▸ What the task requires: The lines from the start of the listing through the line containing "Locate the white tissue;" should be printed exactly, and no other lines should be printed.

▸ Exercise material:
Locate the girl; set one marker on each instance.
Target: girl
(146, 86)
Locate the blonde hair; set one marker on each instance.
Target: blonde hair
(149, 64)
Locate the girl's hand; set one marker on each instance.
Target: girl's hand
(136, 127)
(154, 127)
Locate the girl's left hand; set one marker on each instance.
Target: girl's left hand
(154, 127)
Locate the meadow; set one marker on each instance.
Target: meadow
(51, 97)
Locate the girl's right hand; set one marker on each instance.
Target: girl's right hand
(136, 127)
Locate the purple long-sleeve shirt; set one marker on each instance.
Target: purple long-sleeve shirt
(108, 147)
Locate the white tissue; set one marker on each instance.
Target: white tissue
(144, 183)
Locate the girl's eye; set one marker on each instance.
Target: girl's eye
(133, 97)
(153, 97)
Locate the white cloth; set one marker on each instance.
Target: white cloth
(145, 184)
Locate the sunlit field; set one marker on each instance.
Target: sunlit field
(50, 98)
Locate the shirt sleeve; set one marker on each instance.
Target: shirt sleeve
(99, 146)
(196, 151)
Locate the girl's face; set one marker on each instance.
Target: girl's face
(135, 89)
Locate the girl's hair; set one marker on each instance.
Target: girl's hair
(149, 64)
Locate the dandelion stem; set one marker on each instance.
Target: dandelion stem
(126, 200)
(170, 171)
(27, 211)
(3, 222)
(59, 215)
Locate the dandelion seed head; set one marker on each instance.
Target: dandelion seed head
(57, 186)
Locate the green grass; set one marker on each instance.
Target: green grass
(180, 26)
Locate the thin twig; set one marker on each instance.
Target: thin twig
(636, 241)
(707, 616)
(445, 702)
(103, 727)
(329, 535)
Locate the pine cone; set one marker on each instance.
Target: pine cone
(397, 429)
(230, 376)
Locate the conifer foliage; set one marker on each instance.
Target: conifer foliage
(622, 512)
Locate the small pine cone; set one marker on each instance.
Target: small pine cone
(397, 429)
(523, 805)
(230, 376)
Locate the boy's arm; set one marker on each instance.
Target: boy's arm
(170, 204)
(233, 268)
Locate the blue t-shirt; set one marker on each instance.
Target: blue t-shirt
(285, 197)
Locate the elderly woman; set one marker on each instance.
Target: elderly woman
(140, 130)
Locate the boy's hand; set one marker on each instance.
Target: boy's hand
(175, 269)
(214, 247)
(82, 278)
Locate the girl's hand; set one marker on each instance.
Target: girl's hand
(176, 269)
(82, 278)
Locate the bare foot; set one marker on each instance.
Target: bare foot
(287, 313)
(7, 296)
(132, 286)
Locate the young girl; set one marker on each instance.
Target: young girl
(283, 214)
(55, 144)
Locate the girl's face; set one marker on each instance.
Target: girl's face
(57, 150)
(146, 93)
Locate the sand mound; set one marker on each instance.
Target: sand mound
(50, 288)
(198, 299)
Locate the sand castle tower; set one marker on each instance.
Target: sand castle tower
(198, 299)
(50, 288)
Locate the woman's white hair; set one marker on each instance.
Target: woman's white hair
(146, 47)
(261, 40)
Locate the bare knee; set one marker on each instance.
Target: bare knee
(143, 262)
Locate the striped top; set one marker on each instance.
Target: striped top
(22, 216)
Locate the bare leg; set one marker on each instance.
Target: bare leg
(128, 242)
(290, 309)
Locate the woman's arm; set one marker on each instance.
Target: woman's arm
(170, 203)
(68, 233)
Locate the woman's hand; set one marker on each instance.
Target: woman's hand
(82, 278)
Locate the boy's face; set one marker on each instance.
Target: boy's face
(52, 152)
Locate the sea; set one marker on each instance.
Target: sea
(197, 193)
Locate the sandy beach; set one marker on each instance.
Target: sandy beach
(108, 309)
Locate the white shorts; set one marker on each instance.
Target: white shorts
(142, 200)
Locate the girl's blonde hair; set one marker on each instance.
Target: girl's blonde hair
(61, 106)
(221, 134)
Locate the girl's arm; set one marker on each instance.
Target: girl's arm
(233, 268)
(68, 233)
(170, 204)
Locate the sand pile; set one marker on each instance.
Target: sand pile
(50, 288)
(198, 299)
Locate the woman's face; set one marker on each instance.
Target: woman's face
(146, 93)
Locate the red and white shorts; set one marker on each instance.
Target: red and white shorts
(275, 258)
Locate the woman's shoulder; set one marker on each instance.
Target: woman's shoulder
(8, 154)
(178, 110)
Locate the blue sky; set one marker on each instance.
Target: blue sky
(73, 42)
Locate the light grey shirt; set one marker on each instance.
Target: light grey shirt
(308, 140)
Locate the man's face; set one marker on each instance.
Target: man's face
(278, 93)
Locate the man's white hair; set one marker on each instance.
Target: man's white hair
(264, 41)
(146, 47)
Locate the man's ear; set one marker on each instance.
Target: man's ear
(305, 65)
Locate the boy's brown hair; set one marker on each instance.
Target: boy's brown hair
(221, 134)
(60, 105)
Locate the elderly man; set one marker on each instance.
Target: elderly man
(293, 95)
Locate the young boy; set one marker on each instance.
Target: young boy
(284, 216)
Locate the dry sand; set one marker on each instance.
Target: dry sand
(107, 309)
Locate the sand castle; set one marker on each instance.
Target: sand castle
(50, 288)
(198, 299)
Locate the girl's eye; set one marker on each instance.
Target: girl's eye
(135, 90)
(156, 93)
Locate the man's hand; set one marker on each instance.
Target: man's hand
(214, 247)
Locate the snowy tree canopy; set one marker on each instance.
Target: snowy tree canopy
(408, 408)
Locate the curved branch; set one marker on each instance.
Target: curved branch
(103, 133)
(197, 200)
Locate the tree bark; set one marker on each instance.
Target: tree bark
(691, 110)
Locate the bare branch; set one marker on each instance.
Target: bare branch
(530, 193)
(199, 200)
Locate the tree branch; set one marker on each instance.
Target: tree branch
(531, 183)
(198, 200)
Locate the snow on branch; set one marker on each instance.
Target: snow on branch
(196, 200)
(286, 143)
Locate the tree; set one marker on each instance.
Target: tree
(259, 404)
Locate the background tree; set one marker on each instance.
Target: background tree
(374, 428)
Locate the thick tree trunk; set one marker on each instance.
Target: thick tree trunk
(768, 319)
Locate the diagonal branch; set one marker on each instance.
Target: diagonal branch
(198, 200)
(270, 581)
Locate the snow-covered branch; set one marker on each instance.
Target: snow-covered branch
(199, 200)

▸ Exercise output:
Locate the girl; set one marker on each instance.
Target: girl
(146, 86)
Locate the blonde hair; set one marker on each instance.
Target: blonde hair
(149, 64)
Locate the girl's hand; set one marker on each instance.
Target: girl's hand
(136, 127)
(154, 127)
Locate the girl's left hand; set one marker on each instance.
Target: girl's left hand
(154, 127)
Locate the meadow; set one marker on each instance.
Target: meadow
(51, 97)
Locate the girl's right hand; set one marker on each instance.
Target: girl's right hand
(136, 127)
Locate the purple long-sleeve shirt; set one marker on each instance.
Target: purple long-sleeve shirt
(108, 147)
Locate the white tissue; set one marker on each instance.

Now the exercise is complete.